● **What to do**
Put all of the lines below into a two-column CSV with the header text,points. Give each line of text one row, with that text and the points under it each in a single quoted field, line breaks turned into spaces, and the pictures left out.

● **Working data**
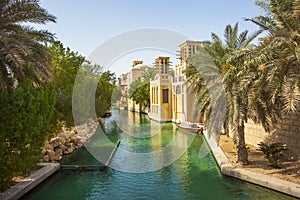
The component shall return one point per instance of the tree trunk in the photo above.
(242, 150)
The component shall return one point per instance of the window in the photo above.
(165, 96)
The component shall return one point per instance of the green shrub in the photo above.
(272, 152)
(27, 119)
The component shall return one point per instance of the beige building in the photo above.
(160, 91)
(123, 83)
(183, 97)
(137, 70)
(171, 97)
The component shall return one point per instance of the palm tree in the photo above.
(21, 45)
(278, 55)
(230, 58)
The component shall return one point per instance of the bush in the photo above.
(272, 152)
(27, 119)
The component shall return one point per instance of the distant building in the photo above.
(137, 70)
(160, 91)
(171, 98)
(123, 83)
(183, 96)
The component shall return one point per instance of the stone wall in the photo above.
(287, 131)
(68, 140)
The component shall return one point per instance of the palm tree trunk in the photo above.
(242, 150)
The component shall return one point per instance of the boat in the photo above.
(190, 127)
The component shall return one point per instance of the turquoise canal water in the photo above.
(189, 177)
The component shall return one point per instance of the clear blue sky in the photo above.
(84, 25)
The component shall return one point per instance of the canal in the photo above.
(184, 174)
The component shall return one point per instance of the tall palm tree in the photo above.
(21, 45)
(278, 55)
(230, 57)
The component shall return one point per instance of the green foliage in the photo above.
(273, 152)
(21, 44)
(66, 65)
(139, 91)
(27, 119)
(117, 94)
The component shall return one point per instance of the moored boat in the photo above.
(190, 127)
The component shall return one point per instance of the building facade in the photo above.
(172, 99)
(136, 72)
(160, 91)
(183, 96)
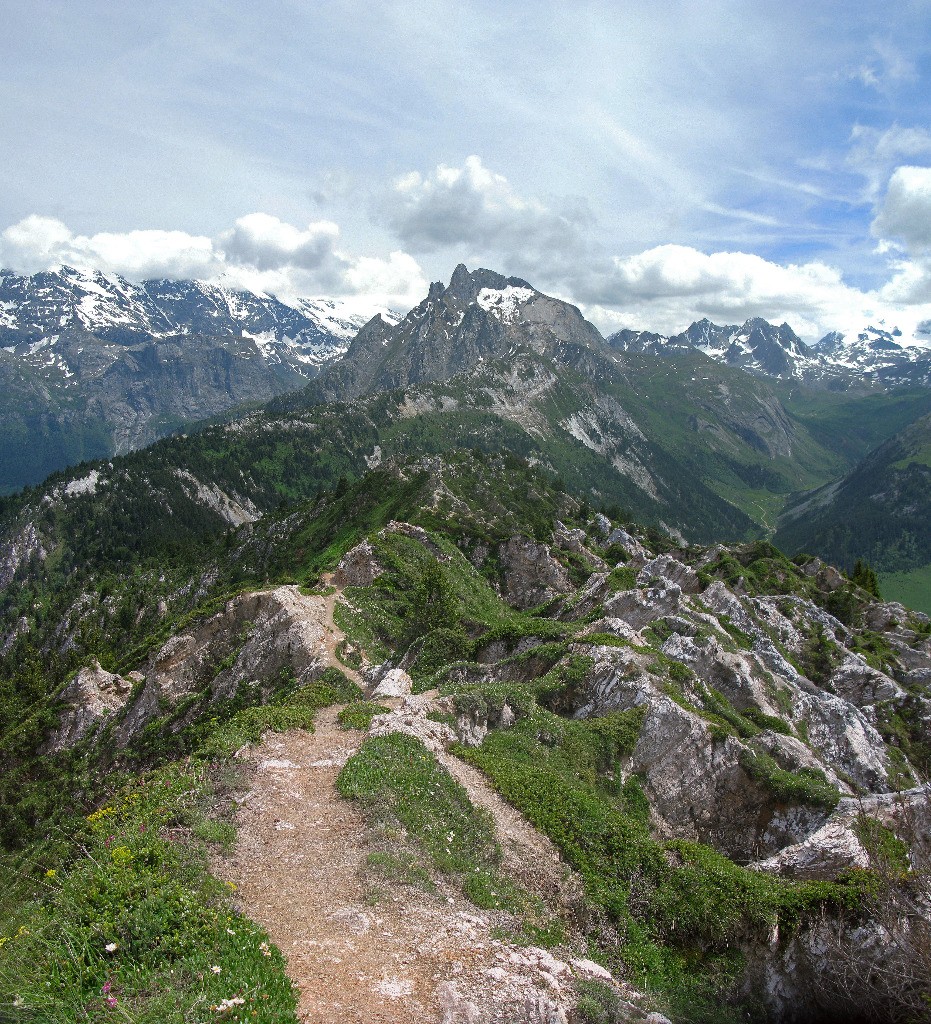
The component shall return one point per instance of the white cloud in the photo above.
(266, 243)
(259, 252)
(905, 213)
(36, 243)
(667, 288)
(475, 207)
(875, 154)
(886, 68)
(903, 227)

● **Output for this exercise**
text,points
"The component shall return one point per instance of the tree trunk in the photo above.","(242, 150)"
"The component shall return one point per instance of the window in the photo above.","(165, 96)"
"The component shall return one point per instance of the green shrub in the photo above.","(272, 152) (27, 119)"
"The component shall return one point per instance of the beige building in the photo above.","(160, 91) (123, 83) (183, 97) (137, 70) (171, 97)"
"The component shall return one point per instance of the palm tree in the photo above.","(21, 45) (278, 55) (230, 58)"
"The component shall return one point per instance of the bush in the photo above.","(272, 152) (27, 119)"
"The component shall return one point per instance of the distant building in the photo above.","(137, 70) (160, 91) (171, 98) (123, 83) (183, 96)"
"The component shall return one point per instance of the stone wall in the photo above.","(287, 131) (68, 140)"
"The component shall return one point per instance of the palm tree trunk in the photo above.","(242, 150)"
"The component shall return one point per instance of the boat in the photo above.","(190, 127)"
"The component shall return one point per instance of the turquoise canal water in the photo above.","(189, 177)"
"The component shall return one point per instance of the clear blue sky in the photo above.","(84, 25)"
"The component shall return one point per instance of the canal in the photo above.","(184, 174)"
"The component shall return one point per instance of the tall palm tree in the photo above.","(21, 45) (278, 55) (230, 57)"
"The component shall return one point per instance of the green foliage in the photo above.","(273, 152) (21, 44) (66, 65) (139, 91) (27, 119) (117, 94)"
"The component shall return one point per instance of the moored boat in the photo above.","(190, 127)"
"The component shall return one point per instance of the building facade in the photo above.","(172, 99) (136, 72) (160, 91) (183, 96)"
"The component shall return one point per instance of the white cloud in the photo above.","(266, 243) (259, 252) (905, 213) (36, 243) (667, 288) (475, 207) (875, 154) (886, 68) (903, 227)"